## Directive
Reproduce the data below in full, substituting "distinct" for every occurrence of "separate" and leaving everything else unchanged.

= = = =

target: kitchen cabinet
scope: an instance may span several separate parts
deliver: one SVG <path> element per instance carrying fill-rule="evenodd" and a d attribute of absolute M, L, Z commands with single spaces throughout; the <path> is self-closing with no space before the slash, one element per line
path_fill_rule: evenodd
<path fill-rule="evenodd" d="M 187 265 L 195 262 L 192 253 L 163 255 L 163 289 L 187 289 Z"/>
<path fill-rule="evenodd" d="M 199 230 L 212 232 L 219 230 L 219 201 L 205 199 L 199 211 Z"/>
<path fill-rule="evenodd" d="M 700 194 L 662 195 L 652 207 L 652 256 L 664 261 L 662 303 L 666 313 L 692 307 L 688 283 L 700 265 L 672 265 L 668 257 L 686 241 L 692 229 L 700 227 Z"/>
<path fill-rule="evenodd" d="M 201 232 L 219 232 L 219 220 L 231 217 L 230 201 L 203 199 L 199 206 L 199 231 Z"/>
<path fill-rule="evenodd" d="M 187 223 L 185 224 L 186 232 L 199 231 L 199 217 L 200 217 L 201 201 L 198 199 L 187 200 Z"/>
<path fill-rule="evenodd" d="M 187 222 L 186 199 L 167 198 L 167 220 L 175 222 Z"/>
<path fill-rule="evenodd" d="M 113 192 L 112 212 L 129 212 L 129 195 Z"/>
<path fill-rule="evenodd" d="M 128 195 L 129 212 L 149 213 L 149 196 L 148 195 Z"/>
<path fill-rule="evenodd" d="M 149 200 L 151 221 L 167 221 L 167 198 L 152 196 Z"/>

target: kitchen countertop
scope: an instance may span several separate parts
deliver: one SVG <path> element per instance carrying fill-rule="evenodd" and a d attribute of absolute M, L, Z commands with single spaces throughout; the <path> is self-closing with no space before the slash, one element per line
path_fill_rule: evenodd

= = = =

## Solution to this task
target: kitchen cabinet
scope: an instance may span several distinct parts
deliver: one SVG <path> element per instance carrying fill-rule="evenodd" and a d attribute of absolute M, L, Z commands with single spaces throughout; the <path> is self-closing with no space before the slash, one element per line
path_fill_rule: evenodd
<path fill-rule="evenodd" d="M 187 265 L 195 262 L 192 253 L 163 255 L 163 289 L 187 289 Z"/>
<path fill-rule="evenodd" d="M 199 230 L 212 232 L 219 230 L 219 201 L 205 199 L 199 211 Z"/>
<path fill-rule="evenodd" d="M 700 194 L 662 195 L 652 207 L 652 256 L 664 261 L 662 303 L 666 313 L 692 307 L 688 283 L 700 265 L 672 265 L 668 257 L 686 241 L 692 229 L 700 227 Z"/>
<path fill-rule="evenodd" d="M 201 232 L 219 232 L 219 220 L 231 217 L 230 201 L 203 199 L 199 206 L 199 231 Z"/>
<path fill-rule="evenodd" d="M 187 223 L 185 224 L 186 232 L 199 231 L 199 217 L 200 217 L 201 201 L 198 199 L 187 200 Z"/>
<path fill-rule="evenodd" d="M 187 222 L 186 199 L 167 198 L 167 220 L 175 222 Z"/>
<path fill-rule="evenodd" d="M 113 192 L 112 212 L 129 212 L 129 195 Z"/>
<path fill-rule="evenodd" d="M 128 195 L 129 212 L 149 213 L 149 196 L 148 195 Z"/>
<path fill-rule="evenodd" d="M 149 200 L 151 221 L 167 221 L 167 198 L 152 196 Z"/>

target: kitchen countertop
scope: an instance may span several distinct parts
deliver: one SVG <path> element per instance carrying fill-rule="evenodd" and a d attribute of absolute M, L, Z commands with single spaces throughout; the <path> is self-closing with no space before the slash, one element per line
path_fill_rule: evenodd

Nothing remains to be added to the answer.